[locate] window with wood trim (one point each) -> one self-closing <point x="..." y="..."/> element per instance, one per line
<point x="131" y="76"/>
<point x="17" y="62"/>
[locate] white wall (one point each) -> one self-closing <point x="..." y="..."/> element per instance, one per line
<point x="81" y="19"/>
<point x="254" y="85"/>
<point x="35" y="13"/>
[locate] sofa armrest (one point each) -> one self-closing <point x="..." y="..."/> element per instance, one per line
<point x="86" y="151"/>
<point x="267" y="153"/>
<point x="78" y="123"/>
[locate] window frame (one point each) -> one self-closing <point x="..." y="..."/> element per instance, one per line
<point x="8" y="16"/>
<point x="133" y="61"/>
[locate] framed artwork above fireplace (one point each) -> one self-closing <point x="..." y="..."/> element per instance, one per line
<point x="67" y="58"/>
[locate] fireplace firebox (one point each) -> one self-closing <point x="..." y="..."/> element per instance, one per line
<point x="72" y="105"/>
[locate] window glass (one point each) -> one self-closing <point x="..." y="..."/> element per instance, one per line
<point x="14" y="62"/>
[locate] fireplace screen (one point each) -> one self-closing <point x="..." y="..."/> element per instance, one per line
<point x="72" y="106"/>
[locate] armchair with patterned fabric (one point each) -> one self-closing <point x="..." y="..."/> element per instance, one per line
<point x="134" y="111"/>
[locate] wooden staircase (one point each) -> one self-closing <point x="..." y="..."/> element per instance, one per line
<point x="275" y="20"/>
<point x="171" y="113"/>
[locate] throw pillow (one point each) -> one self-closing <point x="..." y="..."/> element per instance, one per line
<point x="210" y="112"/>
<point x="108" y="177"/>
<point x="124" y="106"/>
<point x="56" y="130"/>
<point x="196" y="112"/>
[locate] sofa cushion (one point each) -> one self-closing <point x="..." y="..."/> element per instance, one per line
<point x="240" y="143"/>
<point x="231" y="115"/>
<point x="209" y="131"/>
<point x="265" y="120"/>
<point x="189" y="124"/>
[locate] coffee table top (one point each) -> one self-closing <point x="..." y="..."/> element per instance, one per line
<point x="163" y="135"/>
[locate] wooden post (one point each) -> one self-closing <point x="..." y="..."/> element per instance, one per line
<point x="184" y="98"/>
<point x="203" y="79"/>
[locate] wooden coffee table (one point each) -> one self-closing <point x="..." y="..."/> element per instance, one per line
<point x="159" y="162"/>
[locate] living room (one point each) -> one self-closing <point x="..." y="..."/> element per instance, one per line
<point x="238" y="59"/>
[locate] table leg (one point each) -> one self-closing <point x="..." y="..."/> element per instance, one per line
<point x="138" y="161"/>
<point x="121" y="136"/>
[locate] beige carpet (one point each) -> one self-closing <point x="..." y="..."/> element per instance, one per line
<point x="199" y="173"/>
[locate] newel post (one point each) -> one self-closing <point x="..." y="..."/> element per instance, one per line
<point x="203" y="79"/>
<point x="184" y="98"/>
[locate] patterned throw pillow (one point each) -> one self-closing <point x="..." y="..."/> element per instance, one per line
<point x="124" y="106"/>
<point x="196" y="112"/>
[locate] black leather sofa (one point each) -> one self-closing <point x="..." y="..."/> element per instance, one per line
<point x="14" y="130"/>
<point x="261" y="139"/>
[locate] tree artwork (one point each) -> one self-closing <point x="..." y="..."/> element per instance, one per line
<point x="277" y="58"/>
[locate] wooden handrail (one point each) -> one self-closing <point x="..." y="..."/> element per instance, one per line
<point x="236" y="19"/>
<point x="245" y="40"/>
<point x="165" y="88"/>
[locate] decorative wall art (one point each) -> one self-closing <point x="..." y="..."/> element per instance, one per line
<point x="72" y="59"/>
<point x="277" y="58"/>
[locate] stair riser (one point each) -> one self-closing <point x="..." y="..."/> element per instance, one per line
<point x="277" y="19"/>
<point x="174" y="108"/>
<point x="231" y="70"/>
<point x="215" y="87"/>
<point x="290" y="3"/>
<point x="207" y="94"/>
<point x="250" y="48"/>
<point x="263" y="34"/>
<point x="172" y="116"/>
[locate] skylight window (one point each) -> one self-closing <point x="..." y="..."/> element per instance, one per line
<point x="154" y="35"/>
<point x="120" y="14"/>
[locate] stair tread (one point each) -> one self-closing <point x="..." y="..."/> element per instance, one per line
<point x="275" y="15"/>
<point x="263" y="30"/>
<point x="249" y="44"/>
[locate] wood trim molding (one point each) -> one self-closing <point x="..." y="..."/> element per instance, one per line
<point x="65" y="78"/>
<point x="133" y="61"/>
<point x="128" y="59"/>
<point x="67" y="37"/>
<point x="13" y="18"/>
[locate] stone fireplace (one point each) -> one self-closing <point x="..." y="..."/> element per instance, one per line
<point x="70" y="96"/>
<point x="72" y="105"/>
★ ★ ★ ★ ★ ★ ★
§ Problem details
Output all the lines above. Keep each one exact.

§ Output of the exercise
[locate] window with wood trim (one point each) -> one self-closing <point x="..." y="..."/> element per instance, one per line
<point x="131" y="76"/>
<point x="17" y="62"/>
[locate] white wall (one point each) -> one self-closing <point x="..." y="..."/> element per instance, one per line
<point x="81" y="19"/>
<point x="254" y="85"/>
<point x="35" y="13"/>
[locate] sofa armrest (one point each) -> one self-closing <point x="..." y="..."/> element per instance, one per line
<point x="86" y="151"/>
<point x="267" y="153"/>
<point x="78" y="123"/>
[locate] window frame (one point each) -> one self-closing <point x="..." y="..."/> element per instance, one per line
<point x="8" y="16"/>
<point x="133" y="61"/>
[locate] framed artwork above fireplace (one point each) -> one self-closing <point x="..." y="..."/> element per instance, one per line
<point x="67" y="58"/>
[locate] fireplace firebox (one point each) -> one self-closing <point x="..." y="..."/> element per instance, one per line
<point x="72" y="105"/>
[locate] window glass (one point each) -> one self-closing <point x="..." y="..."/> element per instance, one per line
<point x="14" y="62"/>
[locate] fireplace screen (one point each) -> one self-closing <point x="..." y="..."/> element per instance, one per line
<point x="72" y="106"/>
[locate] armchair with patterned fabric (one point each) -> one self-closing <point x="..." y="..."/> element per instance, one per line
<point x="134" y="111"/>
[locate] wooden staircase (one point each) -> one self-closing <point x="..." y="..."/> element per instance, one per line
<point x="275" y="20"/>
<point x="171" y="113"/>
[locate] throw pillow (one point each) -> one self-closing <point x="..." y="..."/> element per instance, one per line
<point x="210" y="112"/>
<point x="108" y="177"/>
<point x="124" y="106"/>
<point x="56" y="130"/>
<point x="196" y="112"/>
[locate] sofa cushion (one point each) -> one self-closing <point x="..." y="..."/> element per instance, one per line
<point x="240" y="143"/>
<point x="231" y="115"/>
<point x="209" y="131"/>
<point x="265" y="120"/>
<point x="189" y="124"/>
[locate] coffee table top (one point each) -> one self-closing <point x="..." y="..."/> element per instance, one per line
<point x="163" y="135"/>
[locate] wooden post (one point each) -> one self-closing <point x="..." y="..."/> element per instance, one per line
<point x="184" y="98"/>
<point x="203" y="79"/>
[locate] wooden coffee table (one point each) -> one self-closing <point x="..." y="..."/> element per instance, one per line
<point x="159" y="162"/>
[locate] living room (one point each) -> one self-closing <point x="..." y="..."/> element per instance, one per line
<point x="238" y="59"/>
[locate] table leg (one point each) -> one self-closing <point x="..." y="..."/> element per instance, one per line
<point x="138" y="161"/>
<point x="121" y="136"/>
[locate] beige carpet (one point each) -> one self-closing <point x="..." y="..."/> element per instance, one per line
<point x="199" y="173"/>
[locate] newel post (one point each) -> one self-closing <point x="..." y="..."/> element per instance, one per line
<point x="203" y="79"/>
<point x="184" y="98"/>
[locate] patterned throw pillow (one point each) -> one self-closing <point x="..." y="..."/> element per instance, one per line
<point x="124" y="106"/>
<point x="196" y="112"/>
[locate] black leather sofa (one point each) -> one self-closing <point x="..." y="..."/> element per instance, one per line
<point x="14" y="130"/>
<point x="261" y="139"/>
[locate] tree artwork (one point each) -> one self-closing <point x="..." y="..."/> element per instance, one per line
<point x="277" y="58"/>
[locate] wooden handrail (one point each) -> one self-closing <point x="..." y="..."/> element per instance, one per line
<point x="236" y="19"/>
<point x="245" y="40"/>
<point x="165" y="88"/>
[locate] decorative wall art (one point each) -> one self-closing <point x="..." y="..."/> element per instance, one per line
<point x="72" y="59"/>
<point x="277" y="58"/>
[locate] stair riser (one point each) -> one self-closing <point x="..." y="..."/> element per instance, one per line
<point x="277" y="19"/>
<point x="174" y="108"/>
<point x="231" y="70"/>
<point x="215" y="87"/>
<point x="290" y="3"/>
<point x="207" y="94"/>
<point x="250" y="48"/>
<point x="263" y="34"/>
<point x="172" y="116"/>
[locate] skylight window (one point each) -> one self-closing <point x="..." y="..."/> element per instance, one per line
<point x="154" y="35"/>
<point x="120" y="14"/>
[locate] stair tread (one point each) -> one self-closing <point x="..." y="..."/> element per instance, one per line
<point x="275" y="15"/>
<point x="263" y="30"/>
<point x="249" y="44"/>
[locate] wood trim molding (one point each) -> one self-closing <point x="..." y="..."/> element per instance, one per line
<point x="65" y="78"/>
<point x="133" y="61"/>
<point x="128" y="59"/>
<point x="67" y="37"/>
<point x="13" y="18"/>
[locate] stone fireplace (one point each) -> one self-closing <point x="..." y="..."/> element per instance, one per line
<point x="70" y="96"/>
<point x="72" y="105"/>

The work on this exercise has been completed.